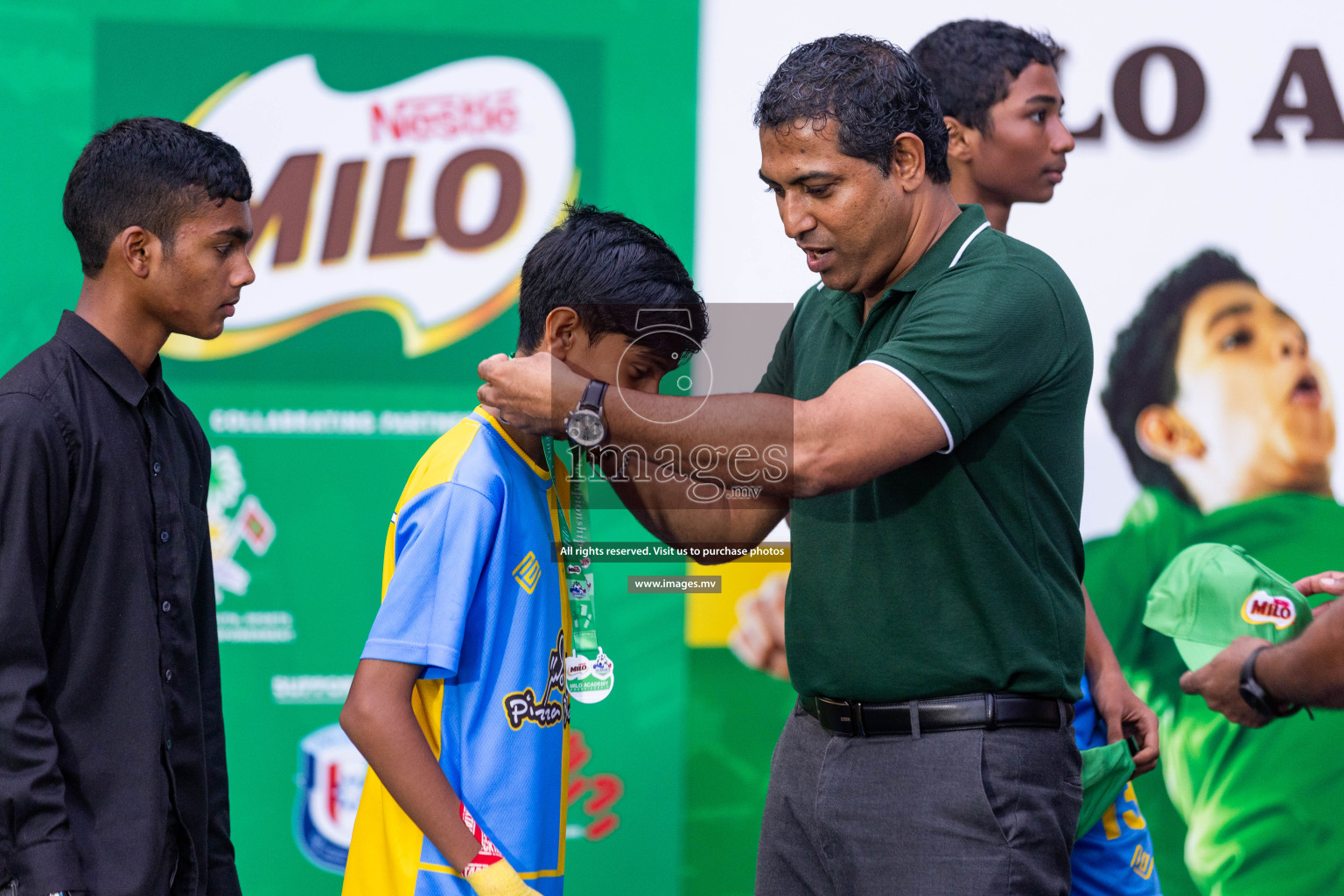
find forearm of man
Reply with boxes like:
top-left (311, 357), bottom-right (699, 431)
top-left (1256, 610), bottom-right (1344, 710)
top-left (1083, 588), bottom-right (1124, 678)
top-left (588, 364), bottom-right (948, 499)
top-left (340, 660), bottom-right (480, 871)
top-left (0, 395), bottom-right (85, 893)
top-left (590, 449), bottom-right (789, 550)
...
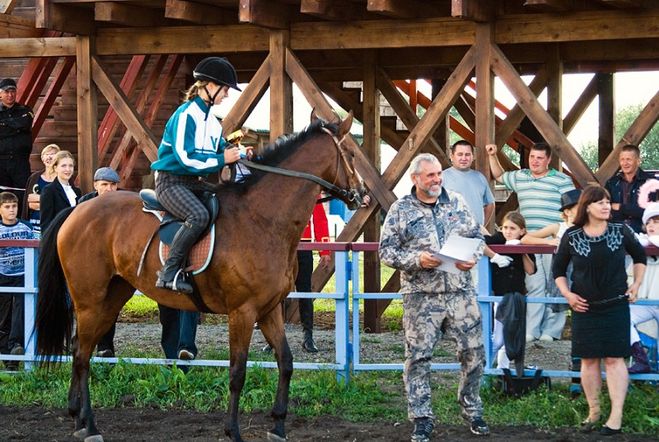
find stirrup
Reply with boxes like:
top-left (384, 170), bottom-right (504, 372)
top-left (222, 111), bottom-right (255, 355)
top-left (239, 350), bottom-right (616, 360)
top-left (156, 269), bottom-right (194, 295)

### [ENUNCIADO DA TAREFA]
Reproduza exatamente as linhas que vão da que contém "find stirrup" até a que contém "top-left (156, 269), bottom-right (194, 295)", incluindo as duas.

### [RESPOSTA COMPLETA]
find stirrup
Reply with boxes like:
top-left (384, 170), bottom-right (504, 372)
top-left (222, 111), bottom-right (255, 355)
top-left (239, 350), bottom-right (616, 360)
top-left (156, 269), bottom-right (194, 295)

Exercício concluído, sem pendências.